Activities =>
(1) Quote the hip implant article word for word, starting at "Bone Replacements" and ending at "replaced with prostheses.".
(2) Extend the article on cobalt poisoning from hip implants, picking up after its final sentence.

Extract =>
Bone Replacements
Dr. House Helps Diagnose Heart Failure From Hip Implants
A case of heart failure caused by cobalt intoxication from an artificial hip was solved with the aid of the U.S. television show “House,” according to a report published in a medical journal today.
The patient, a 55-year-old man, arrived at a clinic at the University of Marburg in Germany almost deaf and nearly blind. He had symptoms including fever and enlarged lymph nodes at his left hip. Both hips had been replaced with prostheses.
Recalling the 11th episode of the show’s seventh season, in which medical sleuth Gregory House diagnoses cobalt intoxication in a patient, the clinic’s doctors suspected the same condition as the most probable cause of the patient’s deterioration in health, they wrote in the Lancet medical journal today. Tests showed “severe increases” in levels of cobalt and chromium in his blood, validating their theory.
The case study shows the wide-ranging health impact from certain metal hip implants. They can expose patients to high levels of toxic cobalt and chromium ions that can seep into tissues and destroy muscle and bone, leaving some with long-term disability, the British Medical Journal has said. Studies also show that metal ions can seep into the bloodstream, spreading to the lymph nodes, spleen, liver and kidneys, according to the journal.
“This cobalt intoxication is an increasingly recognized and life-threatening problem,” the doctors wrote.
Similar Case A separate paper published this week in the New England Journal of Medicine reported a similar case where high levels of cobalt and chromium were discovered in a 59-year-old woman with hip implants made by Johnson & Johnson (JNJ)’s DePuy unit during tests leading up to a heart transplant.

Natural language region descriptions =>
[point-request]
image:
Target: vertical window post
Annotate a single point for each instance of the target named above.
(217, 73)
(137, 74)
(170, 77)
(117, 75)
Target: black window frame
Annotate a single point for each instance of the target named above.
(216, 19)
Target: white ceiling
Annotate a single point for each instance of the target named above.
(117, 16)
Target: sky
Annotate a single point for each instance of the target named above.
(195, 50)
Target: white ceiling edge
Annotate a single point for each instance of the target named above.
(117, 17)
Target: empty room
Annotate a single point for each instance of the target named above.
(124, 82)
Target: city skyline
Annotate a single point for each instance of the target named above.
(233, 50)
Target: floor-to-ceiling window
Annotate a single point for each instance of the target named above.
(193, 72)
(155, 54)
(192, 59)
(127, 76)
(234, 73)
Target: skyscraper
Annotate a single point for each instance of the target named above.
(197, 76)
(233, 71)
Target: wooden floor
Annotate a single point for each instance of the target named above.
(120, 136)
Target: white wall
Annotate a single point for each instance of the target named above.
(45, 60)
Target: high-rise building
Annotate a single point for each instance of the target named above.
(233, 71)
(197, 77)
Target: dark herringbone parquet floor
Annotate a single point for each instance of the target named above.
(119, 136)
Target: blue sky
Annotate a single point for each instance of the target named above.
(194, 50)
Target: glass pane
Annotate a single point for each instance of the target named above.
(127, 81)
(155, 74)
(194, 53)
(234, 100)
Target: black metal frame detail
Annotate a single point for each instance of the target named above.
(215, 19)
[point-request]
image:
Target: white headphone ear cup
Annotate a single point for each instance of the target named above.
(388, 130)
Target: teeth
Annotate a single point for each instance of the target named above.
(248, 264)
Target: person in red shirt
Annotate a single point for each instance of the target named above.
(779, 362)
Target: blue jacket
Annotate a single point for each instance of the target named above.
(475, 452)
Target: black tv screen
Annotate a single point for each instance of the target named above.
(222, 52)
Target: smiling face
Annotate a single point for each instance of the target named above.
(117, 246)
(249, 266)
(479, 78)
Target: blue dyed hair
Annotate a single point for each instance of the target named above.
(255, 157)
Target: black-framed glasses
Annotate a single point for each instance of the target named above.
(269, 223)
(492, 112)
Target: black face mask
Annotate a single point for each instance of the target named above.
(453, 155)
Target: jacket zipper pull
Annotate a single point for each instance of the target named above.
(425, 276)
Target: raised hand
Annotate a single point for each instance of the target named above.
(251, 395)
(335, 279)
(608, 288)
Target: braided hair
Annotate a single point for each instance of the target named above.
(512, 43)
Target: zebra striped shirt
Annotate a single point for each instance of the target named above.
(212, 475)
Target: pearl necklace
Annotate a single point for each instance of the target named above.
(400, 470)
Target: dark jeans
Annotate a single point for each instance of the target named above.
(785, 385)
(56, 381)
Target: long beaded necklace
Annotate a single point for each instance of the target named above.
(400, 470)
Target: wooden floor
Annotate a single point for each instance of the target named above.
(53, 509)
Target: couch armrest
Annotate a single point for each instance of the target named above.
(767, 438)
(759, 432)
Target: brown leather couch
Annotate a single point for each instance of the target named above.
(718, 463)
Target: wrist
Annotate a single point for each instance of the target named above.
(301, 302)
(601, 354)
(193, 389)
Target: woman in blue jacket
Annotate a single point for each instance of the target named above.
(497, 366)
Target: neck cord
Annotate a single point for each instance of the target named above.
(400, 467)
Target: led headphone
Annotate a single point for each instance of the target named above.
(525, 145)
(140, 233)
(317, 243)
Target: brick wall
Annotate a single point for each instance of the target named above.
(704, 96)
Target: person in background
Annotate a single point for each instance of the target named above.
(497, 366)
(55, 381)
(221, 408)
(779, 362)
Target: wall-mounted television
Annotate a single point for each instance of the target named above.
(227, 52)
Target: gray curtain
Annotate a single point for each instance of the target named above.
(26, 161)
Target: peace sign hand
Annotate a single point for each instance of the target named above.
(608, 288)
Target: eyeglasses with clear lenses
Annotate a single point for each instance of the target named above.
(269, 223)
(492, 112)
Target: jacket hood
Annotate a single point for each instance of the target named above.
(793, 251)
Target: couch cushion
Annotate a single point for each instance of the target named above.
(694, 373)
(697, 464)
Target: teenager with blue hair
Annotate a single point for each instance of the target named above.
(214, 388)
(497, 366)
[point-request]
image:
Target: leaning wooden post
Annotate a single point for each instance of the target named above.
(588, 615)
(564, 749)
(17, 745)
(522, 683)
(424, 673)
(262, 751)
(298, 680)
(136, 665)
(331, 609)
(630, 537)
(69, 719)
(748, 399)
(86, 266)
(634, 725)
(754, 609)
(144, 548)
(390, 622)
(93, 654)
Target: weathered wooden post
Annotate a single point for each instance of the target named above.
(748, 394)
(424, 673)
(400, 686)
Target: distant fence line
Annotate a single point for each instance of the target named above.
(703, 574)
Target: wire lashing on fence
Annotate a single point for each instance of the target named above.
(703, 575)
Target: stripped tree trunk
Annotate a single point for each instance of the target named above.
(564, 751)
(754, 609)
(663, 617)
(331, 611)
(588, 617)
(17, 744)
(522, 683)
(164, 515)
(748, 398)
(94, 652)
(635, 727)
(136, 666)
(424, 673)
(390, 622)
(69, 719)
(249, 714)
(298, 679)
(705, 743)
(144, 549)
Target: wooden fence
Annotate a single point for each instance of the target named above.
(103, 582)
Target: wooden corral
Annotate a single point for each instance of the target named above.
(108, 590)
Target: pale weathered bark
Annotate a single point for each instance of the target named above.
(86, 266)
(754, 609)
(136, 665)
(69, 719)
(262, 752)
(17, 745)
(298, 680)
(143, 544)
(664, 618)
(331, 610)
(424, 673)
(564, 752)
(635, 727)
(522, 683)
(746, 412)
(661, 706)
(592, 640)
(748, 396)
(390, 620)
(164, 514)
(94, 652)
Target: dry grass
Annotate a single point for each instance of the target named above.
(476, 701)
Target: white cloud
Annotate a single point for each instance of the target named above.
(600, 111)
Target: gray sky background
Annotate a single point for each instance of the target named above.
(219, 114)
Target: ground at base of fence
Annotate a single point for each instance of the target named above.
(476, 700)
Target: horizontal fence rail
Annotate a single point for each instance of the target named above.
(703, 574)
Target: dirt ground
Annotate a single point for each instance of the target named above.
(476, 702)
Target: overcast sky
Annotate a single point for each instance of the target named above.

Answers by item =>
(1)
Bone Replacements
Dr. House Helps Diagnose Heart Failure From Hip Implants
A case of heart failure caused by cobalt intoxication from an artificial hip was solved with the aid of the U.S. television show “House,” according to a report published in a medical journal today.
The patient, a 55-year-old man, arrived at a clinic at the University of Marburg in Germany almost deaf and nearly blind. He had symptoms including fever and enlarged lymph nodes at his left hip. Both hips had been replaced with prostheses.

(2)
J&J agreed in November to pay at least $2.47 billion to settle thousands of lawsuits over its recalled hip implants. Patients complained in the suits that the metal-on-metal implant made by the DePuy unit caused dislocations, pain and follow-up surgeries. They claimed that debris from the chromium and cobalt device caused tissue death and increased metal ions in the bloodstream.
About a million patients around the world have received metal-on-metal hip implants, mostly between 2003 and 2010, according to the paper.
“Although the regulatory approval and safety surveillance processes for metal-on-metal hip prostheses have garnered recent attention in major medical journals, relatively little attention has been paid to the potential systemic effects of cobalt-chromium ion release,” said the authors, led by Larry Allen at the University of Colorado.
The case suggests that a variety of specialists in fields ranging from orthopedics and cardiology to rheumatology and ophthalmology and their patients “may benefit from improved awareness and multidisciplinary communication regarding the potential risks associated with these devices,” the authors said.